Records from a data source
──────────────────────────────

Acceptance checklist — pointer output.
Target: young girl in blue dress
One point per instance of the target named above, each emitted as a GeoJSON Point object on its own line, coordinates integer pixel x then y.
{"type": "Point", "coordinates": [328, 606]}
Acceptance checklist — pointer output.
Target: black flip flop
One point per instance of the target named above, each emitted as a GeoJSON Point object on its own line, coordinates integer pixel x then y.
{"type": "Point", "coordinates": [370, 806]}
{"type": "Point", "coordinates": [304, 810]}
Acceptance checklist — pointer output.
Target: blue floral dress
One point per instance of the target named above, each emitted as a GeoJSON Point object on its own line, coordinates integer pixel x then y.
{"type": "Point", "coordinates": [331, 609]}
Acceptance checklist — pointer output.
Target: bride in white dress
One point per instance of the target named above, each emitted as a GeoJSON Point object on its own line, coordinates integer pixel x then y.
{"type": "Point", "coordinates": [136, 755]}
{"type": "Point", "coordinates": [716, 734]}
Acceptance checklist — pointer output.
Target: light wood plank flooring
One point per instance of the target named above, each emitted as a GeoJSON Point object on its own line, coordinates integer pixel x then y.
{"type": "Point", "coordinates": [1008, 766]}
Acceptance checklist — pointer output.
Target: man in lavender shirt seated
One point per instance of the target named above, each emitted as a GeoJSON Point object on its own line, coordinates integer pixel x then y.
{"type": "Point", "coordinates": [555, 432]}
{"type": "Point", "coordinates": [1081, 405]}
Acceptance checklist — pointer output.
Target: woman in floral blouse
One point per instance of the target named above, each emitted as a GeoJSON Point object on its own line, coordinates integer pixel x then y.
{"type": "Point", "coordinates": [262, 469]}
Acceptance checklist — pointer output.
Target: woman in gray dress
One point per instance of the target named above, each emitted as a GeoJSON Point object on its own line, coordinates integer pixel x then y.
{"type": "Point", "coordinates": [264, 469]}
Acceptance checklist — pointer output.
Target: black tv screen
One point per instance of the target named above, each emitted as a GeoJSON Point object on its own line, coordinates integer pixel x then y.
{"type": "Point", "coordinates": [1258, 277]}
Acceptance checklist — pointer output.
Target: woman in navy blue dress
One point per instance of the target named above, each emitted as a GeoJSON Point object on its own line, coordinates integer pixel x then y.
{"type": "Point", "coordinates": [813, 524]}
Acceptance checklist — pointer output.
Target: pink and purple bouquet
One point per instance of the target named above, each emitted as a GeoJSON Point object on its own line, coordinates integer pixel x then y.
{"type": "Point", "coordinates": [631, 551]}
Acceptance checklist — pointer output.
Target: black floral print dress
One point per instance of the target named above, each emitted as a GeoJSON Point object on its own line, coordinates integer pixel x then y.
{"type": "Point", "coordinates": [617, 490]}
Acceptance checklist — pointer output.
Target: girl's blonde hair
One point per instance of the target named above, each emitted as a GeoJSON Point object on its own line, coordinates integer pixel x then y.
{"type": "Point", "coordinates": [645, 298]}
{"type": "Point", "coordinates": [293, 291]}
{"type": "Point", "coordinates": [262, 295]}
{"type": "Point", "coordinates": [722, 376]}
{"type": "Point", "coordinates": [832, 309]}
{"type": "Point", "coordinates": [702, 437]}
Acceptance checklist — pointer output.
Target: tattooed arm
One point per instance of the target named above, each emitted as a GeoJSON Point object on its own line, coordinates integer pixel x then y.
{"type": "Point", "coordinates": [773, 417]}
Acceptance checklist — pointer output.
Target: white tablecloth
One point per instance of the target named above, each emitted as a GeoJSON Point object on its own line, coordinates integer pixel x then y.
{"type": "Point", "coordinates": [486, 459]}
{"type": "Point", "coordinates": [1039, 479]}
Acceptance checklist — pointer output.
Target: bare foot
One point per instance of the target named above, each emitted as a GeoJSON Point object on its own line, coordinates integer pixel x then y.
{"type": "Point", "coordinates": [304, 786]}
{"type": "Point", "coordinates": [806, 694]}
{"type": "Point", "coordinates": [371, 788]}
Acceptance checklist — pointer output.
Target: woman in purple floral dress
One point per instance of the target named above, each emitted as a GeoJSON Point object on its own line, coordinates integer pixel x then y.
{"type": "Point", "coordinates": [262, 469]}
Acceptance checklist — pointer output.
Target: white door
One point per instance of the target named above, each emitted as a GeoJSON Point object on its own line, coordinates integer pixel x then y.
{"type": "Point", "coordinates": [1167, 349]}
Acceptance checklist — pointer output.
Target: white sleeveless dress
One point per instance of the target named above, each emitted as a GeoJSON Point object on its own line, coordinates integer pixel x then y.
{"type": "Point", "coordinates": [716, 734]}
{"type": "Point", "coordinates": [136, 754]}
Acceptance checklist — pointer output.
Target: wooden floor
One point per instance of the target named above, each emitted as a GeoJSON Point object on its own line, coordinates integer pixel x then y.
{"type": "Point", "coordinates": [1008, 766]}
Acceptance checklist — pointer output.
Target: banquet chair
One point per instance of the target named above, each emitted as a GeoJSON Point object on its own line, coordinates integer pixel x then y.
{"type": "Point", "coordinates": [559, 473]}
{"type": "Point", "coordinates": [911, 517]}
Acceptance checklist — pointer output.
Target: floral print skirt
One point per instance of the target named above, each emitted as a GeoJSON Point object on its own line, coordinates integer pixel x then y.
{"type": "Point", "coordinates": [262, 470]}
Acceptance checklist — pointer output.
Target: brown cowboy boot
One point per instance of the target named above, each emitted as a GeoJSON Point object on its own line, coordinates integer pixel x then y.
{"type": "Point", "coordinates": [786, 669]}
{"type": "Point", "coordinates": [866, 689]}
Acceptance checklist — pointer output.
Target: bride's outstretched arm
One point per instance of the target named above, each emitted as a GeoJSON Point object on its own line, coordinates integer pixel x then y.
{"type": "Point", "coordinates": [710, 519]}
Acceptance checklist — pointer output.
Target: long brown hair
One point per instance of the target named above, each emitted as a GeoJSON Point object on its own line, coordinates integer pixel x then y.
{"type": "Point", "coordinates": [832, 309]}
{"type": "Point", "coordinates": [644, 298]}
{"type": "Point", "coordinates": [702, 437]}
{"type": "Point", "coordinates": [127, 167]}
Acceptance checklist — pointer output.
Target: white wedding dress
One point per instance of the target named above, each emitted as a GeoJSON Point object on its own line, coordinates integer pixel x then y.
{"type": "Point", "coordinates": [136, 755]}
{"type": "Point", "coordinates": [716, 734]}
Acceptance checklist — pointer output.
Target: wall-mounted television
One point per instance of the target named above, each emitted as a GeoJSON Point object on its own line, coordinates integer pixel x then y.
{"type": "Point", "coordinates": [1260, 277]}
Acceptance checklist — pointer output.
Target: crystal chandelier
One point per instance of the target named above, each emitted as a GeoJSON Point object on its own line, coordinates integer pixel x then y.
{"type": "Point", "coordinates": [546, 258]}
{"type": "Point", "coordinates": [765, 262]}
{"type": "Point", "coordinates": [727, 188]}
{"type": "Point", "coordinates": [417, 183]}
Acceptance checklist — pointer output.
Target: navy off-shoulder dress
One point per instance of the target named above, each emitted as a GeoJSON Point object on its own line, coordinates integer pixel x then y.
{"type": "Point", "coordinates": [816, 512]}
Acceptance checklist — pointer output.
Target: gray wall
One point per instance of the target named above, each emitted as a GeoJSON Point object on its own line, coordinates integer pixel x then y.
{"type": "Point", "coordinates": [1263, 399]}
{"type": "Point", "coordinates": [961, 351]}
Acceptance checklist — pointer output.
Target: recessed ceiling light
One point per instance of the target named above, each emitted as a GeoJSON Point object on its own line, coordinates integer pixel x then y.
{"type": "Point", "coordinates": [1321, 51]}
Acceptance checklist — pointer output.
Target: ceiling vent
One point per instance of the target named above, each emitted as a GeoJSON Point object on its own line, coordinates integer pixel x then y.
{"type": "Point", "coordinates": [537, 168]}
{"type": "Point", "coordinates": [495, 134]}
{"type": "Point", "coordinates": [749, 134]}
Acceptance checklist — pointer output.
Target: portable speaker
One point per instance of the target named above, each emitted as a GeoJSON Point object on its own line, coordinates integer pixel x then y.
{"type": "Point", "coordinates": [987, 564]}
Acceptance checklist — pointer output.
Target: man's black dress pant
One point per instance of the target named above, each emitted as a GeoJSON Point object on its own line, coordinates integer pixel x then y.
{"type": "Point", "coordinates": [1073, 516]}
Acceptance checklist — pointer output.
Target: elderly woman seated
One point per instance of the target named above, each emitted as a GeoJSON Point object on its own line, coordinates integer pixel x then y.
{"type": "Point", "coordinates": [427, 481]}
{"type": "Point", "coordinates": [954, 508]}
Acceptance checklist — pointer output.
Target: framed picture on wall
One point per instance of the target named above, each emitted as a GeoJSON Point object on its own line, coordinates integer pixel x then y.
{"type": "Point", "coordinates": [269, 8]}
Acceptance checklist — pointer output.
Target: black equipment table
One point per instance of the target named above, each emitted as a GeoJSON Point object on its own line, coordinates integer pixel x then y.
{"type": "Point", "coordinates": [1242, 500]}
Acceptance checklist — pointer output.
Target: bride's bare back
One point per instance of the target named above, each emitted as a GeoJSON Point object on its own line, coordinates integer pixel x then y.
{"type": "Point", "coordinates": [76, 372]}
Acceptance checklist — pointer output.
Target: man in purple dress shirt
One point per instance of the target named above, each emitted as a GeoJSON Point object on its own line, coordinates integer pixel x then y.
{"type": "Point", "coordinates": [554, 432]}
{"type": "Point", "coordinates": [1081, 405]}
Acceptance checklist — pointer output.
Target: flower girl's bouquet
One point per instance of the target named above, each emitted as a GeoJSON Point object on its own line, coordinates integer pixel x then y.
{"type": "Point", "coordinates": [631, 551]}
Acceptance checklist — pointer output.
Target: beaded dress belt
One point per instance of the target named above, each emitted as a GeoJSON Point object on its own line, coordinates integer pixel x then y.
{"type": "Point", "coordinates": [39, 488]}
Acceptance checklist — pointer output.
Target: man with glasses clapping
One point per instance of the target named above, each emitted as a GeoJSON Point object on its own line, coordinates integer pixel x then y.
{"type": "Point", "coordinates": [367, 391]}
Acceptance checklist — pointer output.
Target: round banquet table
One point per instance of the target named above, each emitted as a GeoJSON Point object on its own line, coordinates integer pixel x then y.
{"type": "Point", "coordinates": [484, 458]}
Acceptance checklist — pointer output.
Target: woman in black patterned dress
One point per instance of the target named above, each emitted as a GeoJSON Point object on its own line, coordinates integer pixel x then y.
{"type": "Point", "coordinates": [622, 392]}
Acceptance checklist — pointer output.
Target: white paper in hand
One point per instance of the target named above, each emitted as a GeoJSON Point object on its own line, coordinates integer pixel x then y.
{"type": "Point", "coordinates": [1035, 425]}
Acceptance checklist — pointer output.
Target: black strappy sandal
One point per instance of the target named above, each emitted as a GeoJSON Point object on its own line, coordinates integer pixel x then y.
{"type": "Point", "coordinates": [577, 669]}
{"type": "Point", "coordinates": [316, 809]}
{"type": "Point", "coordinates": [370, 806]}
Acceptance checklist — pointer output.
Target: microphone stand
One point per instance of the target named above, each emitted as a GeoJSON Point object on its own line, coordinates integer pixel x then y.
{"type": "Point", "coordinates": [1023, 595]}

──────────────────────────────

* **Exercise details**: Filter the listing above down to the lines that contain the string "bare", and copy each of those lines. Treat uppercase and lowercase letters as different.

* **Written answer**:
Target: bare foot
Target: bride's bare back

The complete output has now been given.